- _WHAT IS REQUIRED_
Extract from the project summary on AI-powered microbial profiling the passage from "This new solution" up to and including "and research applications.", copied word for word.

- _GIVEN TEXT_
*-*-*

I-Corps: Translation Potential of an Extensible Approach for Microbial Profiling from Sequencing Data

The significance of this I-Corps project is based on the translation from lab to market of an artificial intelligence (AI)-powered microbial profiling platform that analyzes DNA sequencing data with enhanced speed, accuracy, and scalability. The benefits of this approach include increased scalability, reduced processing time, and improved sensitivity for detecting rare microbial species.

Microbial profiling is crucial for applications in public health, infectious disease and environmental monitoring, precision medicine, and pharmaceutical development. For example, in the U.S. alone, healthcare-associated infections affect over 1.7 million patients annually and current sequence analysis workflows are too resource-intensive to scale effectively, creating a significant barrier to timely and cost-efficient microbial detection.

By reducing the computational burden and expertise required for sequencing analysis, this innovation may expand access to genomic insights, facilitating advances in healthcare, biotechnology, and biosecurity while reducing costs for clinical and research institutions.

This I-Corps project utilizes experiential learning coupled with a first-hand investigation of the industry ecosystem to assess the translation potential of a microbial profiling platform powered by large language models (LLMs). This approach processes DNA sequencing data as a structured language, applying deep learning techniques to recognize taxonomic patterns, host-microbe interactions, plasmid differentiation, and antibiotic resistance markers.

This new solution consists of a two-step artificial intelligence (AI) framework: (1) foundational LLMs pre-trained on extensive sequencing datasets to learn genomic patterns and (2) a fine-tuning mechanism that customizes model predictions for domain-specific microbial profiling. Unlike conventional alignment-based sequencing analysis which requires extensive computational resources and bioinformatics expertise, this method rapidly extracts meaningful biological insights with minimal manual intervention and further automates data interpretation, optimizing results for clinical and research applications.

*-*-*

- _MATERIAL PROVIDED_
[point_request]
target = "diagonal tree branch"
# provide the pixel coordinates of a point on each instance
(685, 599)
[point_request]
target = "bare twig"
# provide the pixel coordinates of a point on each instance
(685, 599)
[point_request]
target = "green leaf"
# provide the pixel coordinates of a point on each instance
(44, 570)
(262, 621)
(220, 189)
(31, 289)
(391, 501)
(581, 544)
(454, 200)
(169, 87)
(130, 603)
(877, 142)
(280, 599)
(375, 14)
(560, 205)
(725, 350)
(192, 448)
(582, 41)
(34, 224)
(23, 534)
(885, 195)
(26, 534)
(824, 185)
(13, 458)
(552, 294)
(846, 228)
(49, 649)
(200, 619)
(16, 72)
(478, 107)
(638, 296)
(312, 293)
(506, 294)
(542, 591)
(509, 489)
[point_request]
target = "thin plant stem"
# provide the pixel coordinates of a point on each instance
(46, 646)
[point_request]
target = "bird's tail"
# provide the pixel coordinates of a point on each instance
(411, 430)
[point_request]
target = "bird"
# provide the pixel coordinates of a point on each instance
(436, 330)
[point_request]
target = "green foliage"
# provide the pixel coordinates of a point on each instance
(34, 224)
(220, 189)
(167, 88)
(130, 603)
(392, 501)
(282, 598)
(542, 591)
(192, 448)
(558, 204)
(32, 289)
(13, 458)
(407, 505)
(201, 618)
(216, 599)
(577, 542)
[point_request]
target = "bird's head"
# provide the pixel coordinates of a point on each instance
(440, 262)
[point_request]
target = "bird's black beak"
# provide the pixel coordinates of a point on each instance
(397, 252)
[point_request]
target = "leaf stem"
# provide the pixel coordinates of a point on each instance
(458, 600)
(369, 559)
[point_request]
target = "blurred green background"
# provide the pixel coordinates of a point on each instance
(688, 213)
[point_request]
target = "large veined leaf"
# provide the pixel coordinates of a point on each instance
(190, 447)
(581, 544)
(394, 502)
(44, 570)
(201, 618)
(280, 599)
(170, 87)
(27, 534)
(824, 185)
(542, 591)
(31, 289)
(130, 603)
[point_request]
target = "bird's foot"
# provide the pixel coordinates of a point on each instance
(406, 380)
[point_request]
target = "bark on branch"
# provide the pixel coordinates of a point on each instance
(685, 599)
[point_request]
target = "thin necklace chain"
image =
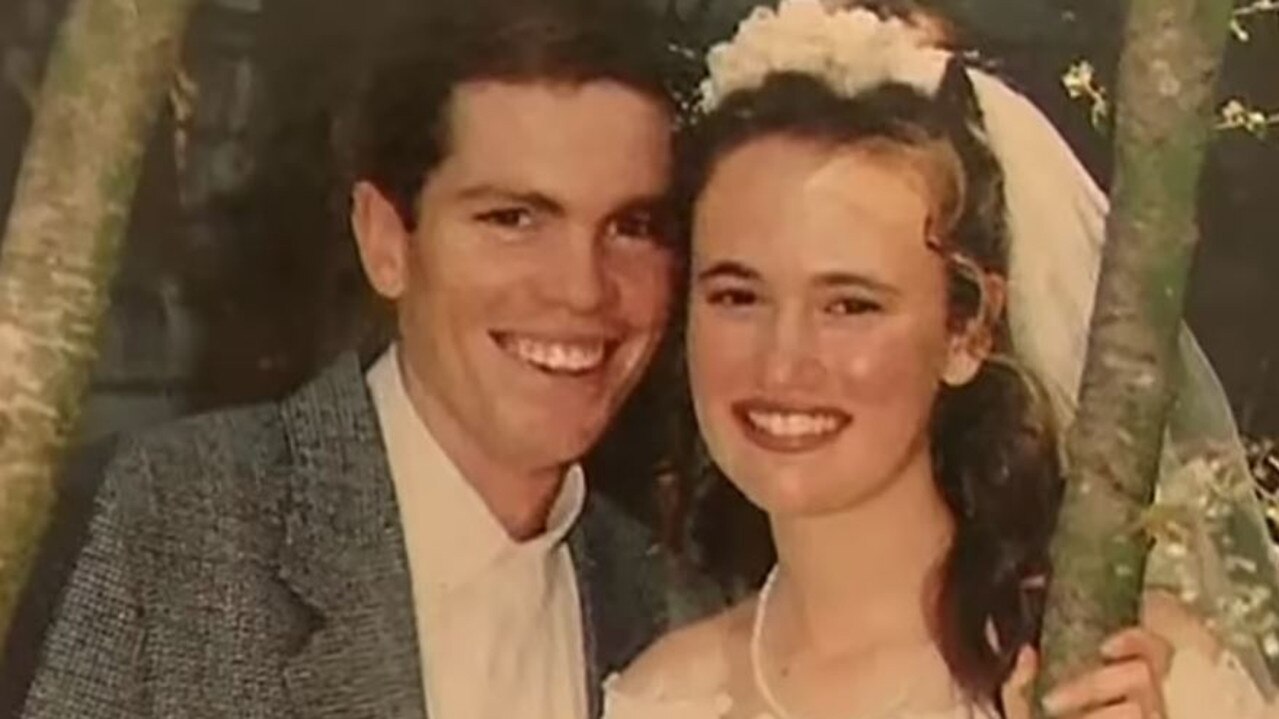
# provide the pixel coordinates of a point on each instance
(756, 650)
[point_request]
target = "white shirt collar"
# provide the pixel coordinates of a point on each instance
(459, 535)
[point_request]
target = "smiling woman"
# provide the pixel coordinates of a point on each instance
(857, 379)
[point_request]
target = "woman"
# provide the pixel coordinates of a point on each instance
(853, 247)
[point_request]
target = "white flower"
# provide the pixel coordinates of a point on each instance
(849, 50)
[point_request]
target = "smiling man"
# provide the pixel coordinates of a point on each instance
(416, 536)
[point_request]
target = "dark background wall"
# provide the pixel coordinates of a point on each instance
(239, 280)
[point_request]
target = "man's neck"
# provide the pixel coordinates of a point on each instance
(519, 499)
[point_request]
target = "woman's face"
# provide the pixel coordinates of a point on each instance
(817, 330)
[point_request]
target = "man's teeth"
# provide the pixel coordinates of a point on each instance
(793, 424)
(558, 356)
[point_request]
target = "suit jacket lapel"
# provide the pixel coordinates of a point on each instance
(344, 557)
(622, 586)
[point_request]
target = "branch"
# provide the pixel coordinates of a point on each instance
(1167, 76)
(108, 73)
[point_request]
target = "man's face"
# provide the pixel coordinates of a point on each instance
(536, 283)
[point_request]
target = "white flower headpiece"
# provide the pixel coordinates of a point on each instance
(849, 50)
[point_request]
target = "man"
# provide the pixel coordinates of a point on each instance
(415, 537)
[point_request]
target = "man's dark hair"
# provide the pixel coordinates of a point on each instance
(397, 132)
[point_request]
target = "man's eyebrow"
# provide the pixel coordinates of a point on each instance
(498, 193)
(842, 279)
(656, 202)
(728, 269)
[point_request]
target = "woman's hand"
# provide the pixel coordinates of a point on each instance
(1127, 687)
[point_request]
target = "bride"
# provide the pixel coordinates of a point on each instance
(865, 210)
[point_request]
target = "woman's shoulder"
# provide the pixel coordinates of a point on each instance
(1204, 678)
(690, 662)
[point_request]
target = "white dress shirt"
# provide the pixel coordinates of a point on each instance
(499, 622)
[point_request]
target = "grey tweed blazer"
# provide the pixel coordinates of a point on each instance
(251, 563)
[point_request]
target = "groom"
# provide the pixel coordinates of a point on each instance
(415, 536)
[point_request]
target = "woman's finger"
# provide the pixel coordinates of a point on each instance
(1132, 681)
(1016, 690)
(1126, 710)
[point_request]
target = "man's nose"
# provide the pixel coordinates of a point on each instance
(581, 276)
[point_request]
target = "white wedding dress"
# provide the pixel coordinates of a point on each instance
(1196, 687)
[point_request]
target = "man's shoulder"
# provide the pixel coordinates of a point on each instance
(237, 452)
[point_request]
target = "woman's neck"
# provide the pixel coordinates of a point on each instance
(867, 576)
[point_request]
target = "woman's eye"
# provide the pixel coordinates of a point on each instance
(508, 218)
(732, 297)
(853, 306)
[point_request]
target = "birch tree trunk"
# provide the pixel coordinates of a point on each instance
(101, 94)
(1167, 81)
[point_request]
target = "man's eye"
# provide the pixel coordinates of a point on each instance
(638, 225)
(512, 218)
(853, 306)
(732, 297)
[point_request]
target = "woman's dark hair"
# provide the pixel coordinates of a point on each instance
(994, 447)
(397, 128)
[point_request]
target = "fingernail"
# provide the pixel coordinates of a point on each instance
(1109, 647)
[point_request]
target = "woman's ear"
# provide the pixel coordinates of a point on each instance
(973, 342)
(381, 238)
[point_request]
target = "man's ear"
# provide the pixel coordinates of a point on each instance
(971, 344)
(381, 237)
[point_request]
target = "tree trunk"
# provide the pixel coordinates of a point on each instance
(1167, 81)
(106, 76)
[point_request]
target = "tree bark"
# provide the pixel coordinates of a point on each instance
(1167, 81)
(101, 94)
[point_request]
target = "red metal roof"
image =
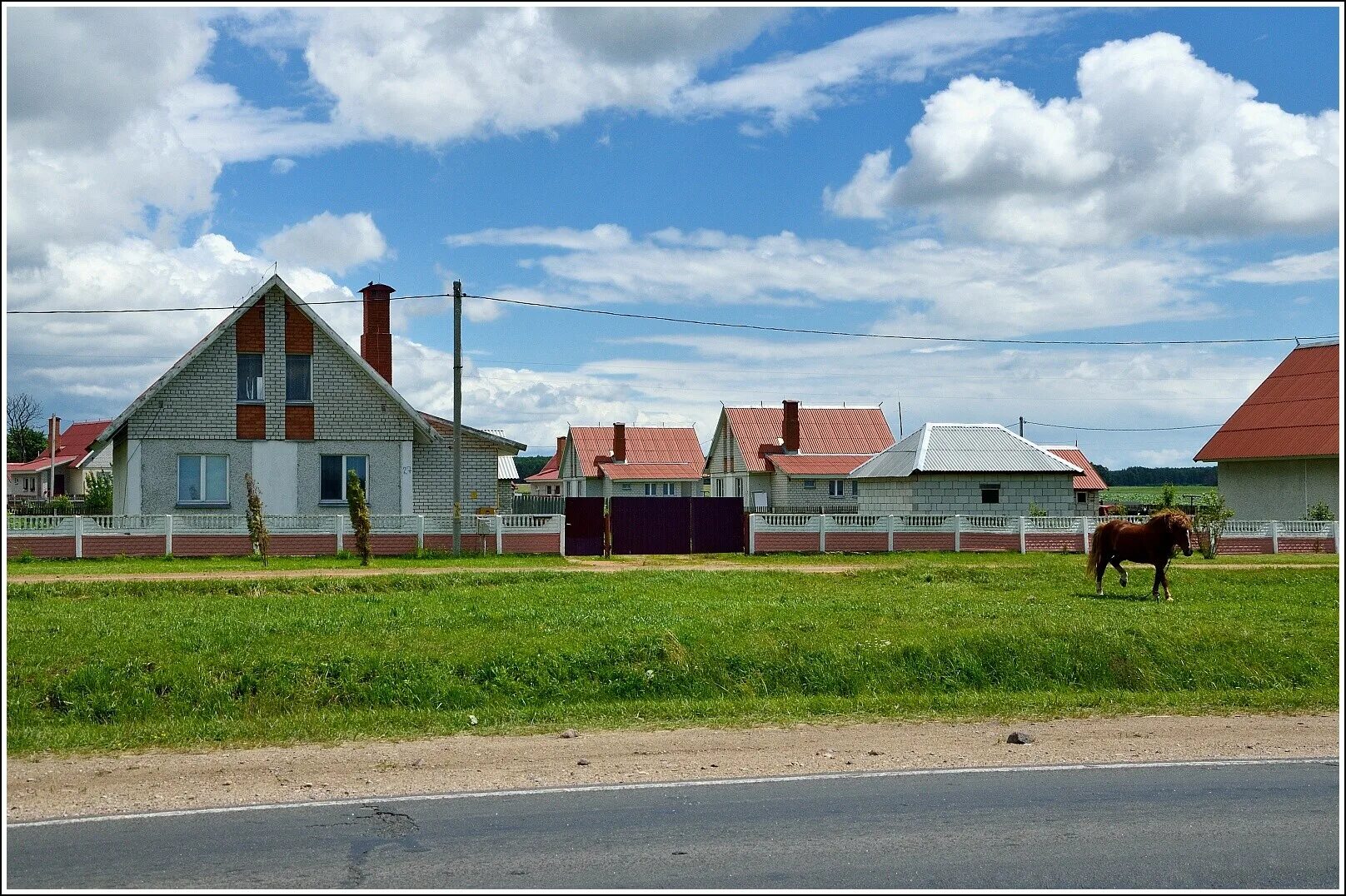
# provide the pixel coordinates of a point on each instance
(629, 471)
(644, 444)
(551, 471)
(823, 431)
(817, 465)
(1089, 479)
(72, 446)
(1293, 413)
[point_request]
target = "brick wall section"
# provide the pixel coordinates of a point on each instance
(251, 421)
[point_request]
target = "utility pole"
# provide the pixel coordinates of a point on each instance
(458, 419)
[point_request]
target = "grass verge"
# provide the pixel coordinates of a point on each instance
(132, 665)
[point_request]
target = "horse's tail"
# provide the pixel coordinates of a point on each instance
(1097, 557)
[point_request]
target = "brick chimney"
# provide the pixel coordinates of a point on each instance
(790, 426)
(376, 343)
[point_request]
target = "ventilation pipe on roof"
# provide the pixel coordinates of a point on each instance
(790, 428)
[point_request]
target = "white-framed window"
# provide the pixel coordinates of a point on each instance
(249, 377)
(202, 479)
(332, 475)
(299, 378)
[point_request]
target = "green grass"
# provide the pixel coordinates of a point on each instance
(1149, 494)
(133, 665)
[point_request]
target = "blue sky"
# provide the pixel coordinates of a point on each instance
(1040, 174)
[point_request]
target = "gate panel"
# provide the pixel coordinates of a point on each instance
(585, 526)
(651, 525)
(716, 526)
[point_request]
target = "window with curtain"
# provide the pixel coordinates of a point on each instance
(299, 381)
(202, 479)
(249, 378)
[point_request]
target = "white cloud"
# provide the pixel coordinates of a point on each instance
(1306, 268)
(1156, 143)
(329, 242)
(906, 48)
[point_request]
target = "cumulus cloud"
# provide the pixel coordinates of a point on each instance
(1306, 268)
(329, 242)
(1156, 143)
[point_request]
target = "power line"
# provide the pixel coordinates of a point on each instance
(719, 323)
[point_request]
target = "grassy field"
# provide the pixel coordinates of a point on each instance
(133, 665)
(1149, 494)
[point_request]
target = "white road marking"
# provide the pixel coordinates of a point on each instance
(666, 784)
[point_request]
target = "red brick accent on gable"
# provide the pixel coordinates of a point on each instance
(251, 421)
(251, 330)
(299, 421)
(299, 331)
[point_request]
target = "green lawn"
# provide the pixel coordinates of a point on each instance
(133, 665)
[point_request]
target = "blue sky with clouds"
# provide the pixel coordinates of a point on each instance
(1027, 172)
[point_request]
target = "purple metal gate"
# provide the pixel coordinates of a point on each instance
(716, 525)
(585, 526)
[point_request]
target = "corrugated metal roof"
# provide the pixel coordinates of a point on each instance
(1089, 480)
(963, 448)
(644, 444)
(823, 431)
(1294, 413)
(817, 465)
(661, 472)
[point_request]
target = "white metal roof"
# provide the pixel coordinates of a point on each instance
(961, 448)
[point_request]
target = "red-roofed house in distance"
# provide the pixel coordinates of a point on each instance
(793, 458)
(72, 467)
(640, 461)
(1279, 454)
(546, 480)
(1088, 485)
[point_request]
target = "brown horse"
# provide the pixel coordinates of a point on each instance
(1149, 542)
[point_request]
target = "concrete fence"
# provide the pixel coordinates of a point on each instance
(876, 533)
(294, 535)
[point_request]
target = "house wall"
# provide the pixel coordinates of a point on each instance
(961, 494)
(1279, 489)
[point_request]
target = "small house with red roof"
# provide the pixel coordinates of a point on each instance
(66, 471)
(548, 479)
(1088, 485)
(790, 456)
(640, 461)
(1279, 454)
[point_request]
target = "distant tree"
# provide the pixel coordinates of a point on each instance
(22, 441)
(1321, 511)
(358, 515)
(256, 522)
(98, 493)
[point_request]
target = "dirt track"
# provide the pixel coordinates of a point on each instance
(65, 786)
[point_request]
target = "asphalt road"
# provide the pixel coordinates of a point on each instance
(1140, 826)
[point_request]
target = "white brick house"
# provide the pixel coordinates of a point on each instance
(275, 391)
(967, 469)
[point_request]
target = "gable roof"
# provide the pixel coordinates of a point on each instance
(644, 444)
(823, 431)
(72, 446)
(209, 339)
(1089, 479)
(961, 448)
(1293, 413)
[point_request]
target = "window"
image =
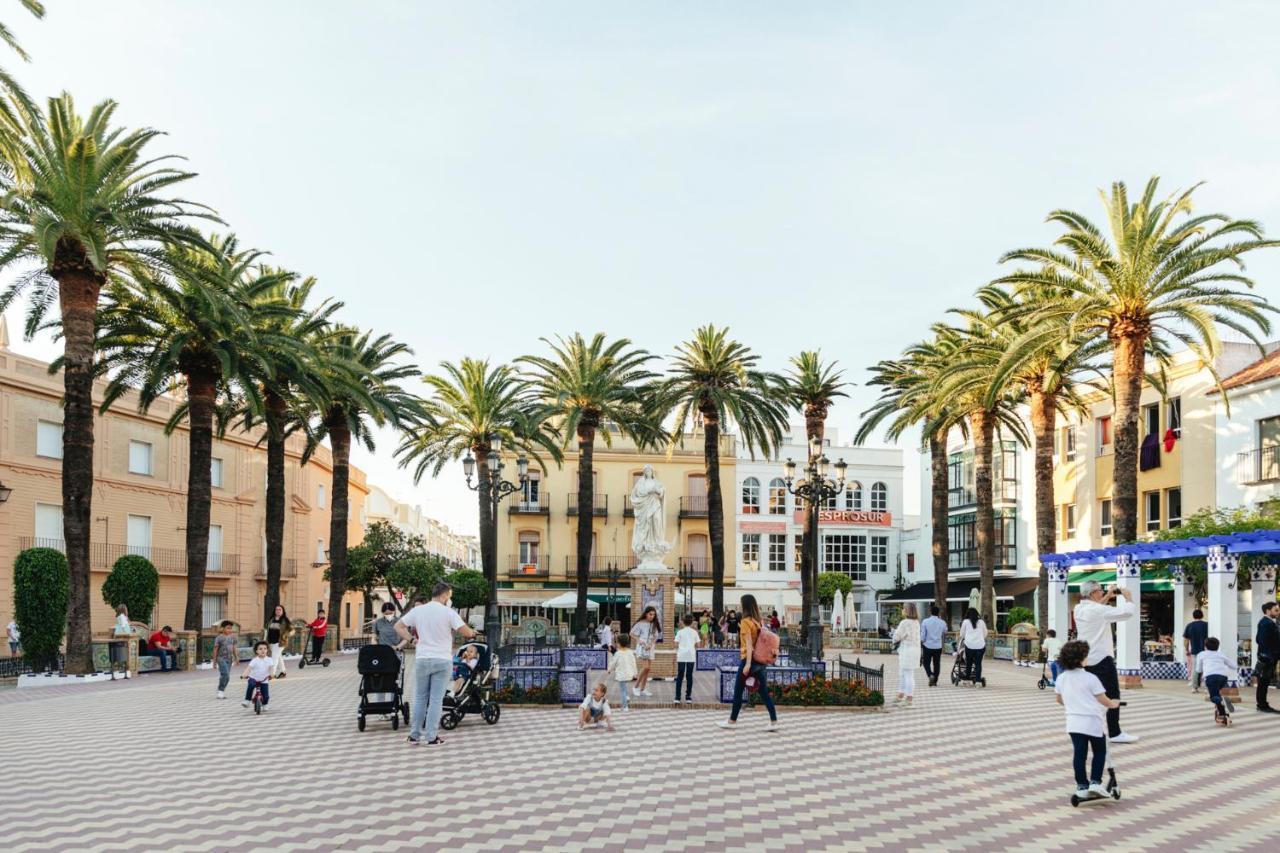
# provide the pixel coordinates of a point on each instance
(1174, 506)
(845, 553)
(777, 496)
(49, 439)
(880, 553)
(1151, 500)
(140, 457)
(750, 496)
(777, 552)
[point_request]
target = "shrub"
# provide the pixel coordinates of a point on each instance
(822, 692)
(40, 592)
(136, 584)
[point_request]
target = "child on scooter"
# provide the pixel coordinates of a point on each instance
(1086, 701)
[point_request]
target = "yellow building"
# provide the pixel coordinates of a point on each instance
(538, 528)
(140, 503)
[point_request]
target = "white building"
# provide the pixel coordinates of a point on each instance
(860, 530)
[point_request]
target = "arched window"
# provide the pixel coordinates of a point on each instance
(750, 496)
(777, 496)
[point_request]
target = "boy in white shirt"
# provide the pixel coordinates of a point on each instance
(1216, 670)
(1086, 701)
(686, 657)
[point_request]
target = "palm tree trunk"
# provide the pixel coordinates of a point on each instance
(1127, 370)
(339, 442)
(714, 506)
(77, 295)
(982, 425)
(1043, 422)
(940, 511)
(275, 410)
(585, 514)
(200, 416)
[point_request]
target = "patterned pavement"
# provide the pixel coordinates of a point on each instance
(158, 763)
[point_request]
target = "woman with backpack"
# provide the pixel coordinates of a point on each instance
(752, 669)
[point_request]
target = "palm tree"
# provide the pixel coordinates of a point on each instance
(94, 206)
(1162, 273)
(361, 381)
(470, 404)
(716, 379)
(813, 388)
(584, 384)
(196, 331)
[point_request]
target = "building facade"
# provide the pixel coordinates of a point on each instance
(859, 530)
(140, 503)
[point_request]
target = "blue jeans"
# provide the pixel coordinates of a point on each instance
(430, 678)
(224, 674)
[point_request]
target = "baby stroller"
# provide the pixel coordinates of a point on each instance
(960, 670)
(382, 684)
(476, 690)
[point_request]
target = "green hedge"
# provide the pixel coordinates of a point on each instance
(41, 587)
(136, 584)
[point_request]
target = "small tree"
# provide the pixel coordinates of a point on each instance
(470, 589)
(41, 585)
(135, 583)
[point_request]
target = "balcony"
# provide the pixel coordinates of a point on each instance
(1255, 466)
(694, 507)
(600, 505)
(531, 569)
(168, 561)
(539, 505)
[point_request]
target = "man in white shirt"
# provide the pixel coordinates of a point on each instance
(1093, 619)
(434, 624)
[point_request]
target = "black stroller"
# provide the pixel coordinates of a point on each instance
(382, 684)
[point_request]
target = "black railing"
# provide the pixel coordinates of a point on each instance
(694, 507)
(1261, 465)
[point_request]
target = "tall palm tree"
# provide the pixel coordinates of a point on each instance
(92, 206)
(812, 388)
(470, 404)
(716, 379)
(1157, 270)
(361, 378)
(584, 384)
(195, 331)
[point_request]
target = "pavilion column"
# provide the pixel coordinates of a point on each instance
(1184, 605)
(1223, 605)
(1129, 630)
(1059, 614)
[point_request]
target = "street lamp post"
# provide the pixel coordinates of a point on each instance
(493, 488)
(814, 489)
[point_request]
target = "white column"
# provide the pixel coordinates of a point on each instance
(1223, 609)
(1059, 614)
(1129, 630)
(1262, 582)
(1184, 605)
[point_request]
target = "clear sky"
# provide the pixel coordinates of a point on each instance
(470, 177)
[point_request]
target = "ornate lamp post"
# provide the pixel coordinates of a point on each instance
(814, 489)
(493, 488)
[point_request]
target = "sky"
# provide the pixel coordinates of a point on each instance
(835, 176)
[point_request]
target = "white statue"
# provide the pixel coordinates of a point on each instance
(649, 538)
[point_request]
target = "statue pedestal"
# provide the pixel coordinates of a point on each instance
(654, 585)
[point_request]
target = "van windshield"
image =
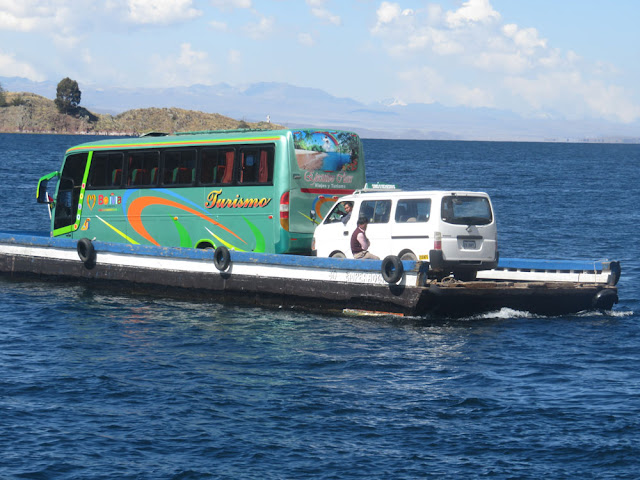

*-*-*

- _SOLUTION TO THE PROBLEM_
This new solution consists of a two-step artificial intelligence (AI) framework: (1) foundational LLMs pre-trained on extensive sequencing datasets to learn genomic patterns and (2) a fine-tuning mechanism that customizes model predictions for domain-specific microbial profiling. Unlike conventional alignment-based sequencing analysis which requires extensive computational resources and bioinformatics expertise, this method rapidly extracts meaningful biological insights with minimal manual intervention and further automates data interpretation, optimizing results for clinical and research applications.